Please copy the stretch of material from the line containing "Could you point at the large" through the end of the material, swapping "beige carpet" for "gray rug" and leaving all else unchanged.
[begin RECORDS TO USE]
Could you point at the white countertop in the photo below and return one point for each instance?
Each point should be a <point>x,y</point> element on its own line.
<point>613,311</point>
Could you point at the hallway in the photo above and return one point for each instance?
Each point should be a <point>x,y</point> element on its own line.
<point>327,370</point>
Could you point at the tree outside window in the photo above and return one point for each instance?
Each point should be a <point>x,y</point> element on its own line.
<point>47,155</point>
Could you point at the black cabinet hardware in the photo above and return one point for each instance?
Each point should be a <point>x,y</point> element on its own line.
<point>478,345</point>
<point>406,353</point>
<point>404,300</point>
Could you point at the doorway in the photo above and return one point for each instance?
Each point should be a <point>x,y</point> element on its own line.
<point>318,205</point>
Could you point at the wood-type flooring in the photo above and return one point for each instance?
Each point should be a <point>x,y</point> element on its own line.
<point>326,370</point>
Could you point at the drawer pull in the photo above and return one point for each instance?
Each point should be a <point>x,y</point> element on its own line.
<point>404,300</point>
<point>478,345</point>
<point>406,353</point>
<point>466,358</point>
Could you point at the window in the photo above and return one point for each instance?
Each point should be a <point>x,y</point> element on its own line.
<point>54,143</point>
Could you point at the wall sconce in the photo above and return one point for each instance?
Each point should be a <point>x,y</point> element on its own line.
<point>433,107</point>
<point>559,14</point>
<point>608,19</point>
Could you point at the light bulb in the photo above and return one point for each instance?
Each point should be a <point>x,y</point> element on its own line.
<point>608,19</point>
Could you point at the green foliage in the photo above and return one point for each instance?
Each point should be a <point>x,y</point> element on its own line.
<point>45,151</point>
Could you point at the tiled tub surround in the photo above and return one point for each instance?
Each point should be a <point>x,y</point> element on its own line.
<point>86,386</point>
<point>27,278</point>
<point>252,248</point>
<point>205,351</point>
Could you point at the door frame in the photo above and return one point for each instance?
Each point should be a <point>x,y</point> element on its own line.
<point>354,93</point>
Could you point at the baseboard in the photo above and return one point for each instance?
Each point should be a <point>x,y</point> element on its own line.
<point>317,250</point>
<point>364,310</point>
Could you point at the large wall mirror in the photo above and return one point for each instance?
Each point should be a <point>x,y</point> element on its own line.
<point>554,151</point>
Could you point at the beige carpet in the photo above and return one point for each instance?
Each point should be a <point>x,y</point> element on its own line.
[end RECORDS TO USE]
• **SOLUTION TO THIS PROBLEM**:
Could you point at the large wall mirror in the photo above and return one point for each instance?
Each point should be a <point>x,y</point> element on its own line.
<point>554,151</point>
Could you point at the gray rug in the photo above and return one point for each instance?
Each point should be a <point>x,y</point> element on its own line.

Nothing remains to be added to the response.